» Directions
Starting at the line with "Question. Provide the position of each instance of the overcast" and going on through the line with "like x=322 y=152.", reproduce each line in the records below exactly and nothing more.

» Dataset

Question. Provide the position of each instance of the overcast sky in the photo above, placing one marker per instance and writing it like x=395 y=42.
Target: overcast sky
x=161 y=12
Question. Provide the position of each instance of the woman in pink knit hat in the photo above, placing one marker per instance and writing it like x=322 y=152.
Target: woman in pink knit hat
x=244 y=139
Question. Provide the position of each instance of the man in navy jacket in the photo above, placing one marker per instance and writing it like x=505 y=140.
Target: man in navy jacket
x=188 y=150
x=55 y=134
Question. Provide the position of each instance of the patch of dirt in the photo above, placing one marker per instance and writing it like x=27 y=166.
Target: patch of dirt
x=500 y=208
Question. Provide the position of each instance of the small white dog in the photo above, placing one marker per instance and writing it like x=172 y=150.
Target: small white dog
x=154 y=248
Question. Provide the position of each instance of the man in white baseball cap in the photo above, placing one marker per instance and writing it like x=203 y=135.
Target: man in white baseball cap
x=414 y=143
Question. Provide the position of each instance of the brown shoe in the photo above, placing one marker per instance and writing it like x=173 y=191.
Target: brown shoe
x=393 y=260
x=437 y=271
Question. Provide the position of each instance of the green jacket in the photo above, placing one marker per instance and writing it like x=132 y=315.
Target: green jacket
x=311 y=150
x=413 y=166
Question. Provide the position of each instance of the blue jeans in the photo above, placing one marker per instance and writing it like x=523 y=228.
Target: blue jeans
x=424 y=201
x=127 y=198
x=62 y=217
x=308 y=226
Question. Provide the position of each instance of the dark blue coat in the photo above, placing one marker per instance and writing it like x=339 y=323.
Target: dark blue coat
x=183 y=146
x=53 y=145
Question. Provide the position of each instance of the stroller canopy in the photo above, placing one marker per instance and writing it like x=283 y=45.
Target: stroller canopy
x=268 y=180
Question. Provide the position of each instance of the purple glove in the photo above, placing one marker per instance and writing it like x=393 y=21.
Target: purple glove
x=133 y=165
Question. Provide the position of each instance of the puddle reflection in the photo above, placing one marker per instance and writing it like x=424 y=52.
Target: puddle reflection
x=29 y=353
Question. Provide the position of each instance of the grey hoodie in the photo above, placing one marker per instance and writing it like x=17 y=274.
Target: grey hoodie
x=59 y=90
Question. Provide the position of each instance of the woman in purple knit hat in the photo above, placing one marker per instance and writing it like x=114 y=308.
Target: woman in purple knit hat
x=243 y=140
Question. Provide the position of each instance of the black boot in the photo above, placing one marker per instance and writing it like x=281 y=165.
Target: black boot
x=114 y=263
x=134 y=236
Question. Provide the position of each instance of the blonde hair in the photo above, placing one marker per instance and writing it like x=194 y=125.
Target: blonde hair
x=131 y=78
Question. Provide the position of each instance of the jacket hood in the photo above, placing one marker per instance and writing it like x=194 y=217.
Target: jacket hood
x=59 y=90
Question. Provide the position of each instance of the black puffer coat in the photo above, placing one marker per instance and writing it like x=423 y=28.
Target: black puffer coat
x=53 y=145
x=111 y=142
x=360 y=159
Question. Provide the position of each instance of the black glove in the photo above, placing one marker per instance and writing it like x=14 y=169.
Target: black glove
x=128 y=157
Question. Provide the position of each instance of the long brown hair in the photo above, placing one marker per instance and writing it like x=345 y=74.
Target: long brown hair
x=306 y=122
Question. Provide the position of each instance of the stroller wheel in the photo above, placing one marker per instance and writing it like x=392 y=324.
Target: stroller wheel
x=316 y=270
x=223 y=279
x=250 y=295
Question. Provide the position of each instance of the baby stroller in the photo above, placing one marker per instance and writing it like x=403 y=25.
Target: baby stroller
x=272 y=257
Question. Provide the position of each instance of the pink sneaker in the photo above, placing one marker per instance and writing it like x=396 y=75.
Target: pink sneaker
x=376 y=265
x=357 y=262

* * *

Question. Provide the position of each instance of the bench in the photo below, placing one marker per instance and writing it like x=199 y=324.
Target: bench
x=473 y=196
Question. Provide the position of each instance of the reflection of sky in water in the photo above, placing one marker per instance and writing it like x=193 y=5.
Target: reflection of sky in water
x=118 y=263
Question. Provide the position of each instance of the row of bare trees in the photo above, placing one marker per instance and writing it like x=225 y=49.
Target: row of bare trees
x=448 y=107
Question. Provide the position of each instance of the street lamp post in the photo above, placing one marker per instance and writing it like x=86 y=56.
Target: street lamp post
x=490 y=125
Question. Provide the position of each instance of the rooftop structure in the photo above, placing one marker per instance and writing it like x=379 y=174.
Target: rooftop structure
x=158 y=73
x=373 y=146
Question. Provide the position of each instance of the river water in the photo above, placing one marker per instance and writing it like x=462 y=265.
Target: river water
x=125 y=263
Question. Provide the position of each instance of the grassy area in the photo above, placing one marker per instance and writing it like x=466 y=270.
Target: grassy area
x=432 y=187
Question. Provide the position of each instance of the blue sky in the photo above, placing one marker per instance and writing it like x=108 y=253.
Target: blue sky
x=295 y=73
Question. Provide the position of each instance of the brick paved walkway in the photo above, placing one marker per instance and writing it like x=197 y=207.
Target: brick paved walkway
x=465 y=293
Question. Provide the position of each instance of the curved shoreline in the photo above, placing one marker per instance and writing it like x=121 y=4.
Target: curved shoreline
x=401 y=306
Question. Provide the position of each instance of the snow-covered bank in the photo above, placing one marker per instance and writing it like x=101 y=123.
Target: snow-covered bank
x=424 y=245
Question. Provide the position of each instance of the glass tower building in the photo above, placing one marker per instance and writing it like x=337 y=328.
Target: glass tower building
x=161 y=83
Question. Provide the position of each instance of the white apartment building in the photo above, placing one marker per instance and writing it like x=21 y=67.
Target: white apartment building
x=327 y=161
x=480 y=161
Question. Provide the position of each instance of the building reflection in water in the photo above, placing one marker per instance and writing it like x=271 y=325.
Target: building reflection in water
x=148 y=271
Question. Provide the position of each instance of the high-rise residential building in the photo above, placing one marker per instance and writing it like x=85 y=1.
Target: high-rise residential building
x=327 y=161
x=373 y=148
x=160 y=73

» Reply
Question. Provide the position of each instance of the overcast sky in the photo above, placing one marker per instance and writing it like x=395 y=42.
Target: overcast sky
x=161 y=12
Question. Provide the position of each instance of the woman in pink knit hat in the photo above, placing one marker per instance and writing it like x=322 y=152.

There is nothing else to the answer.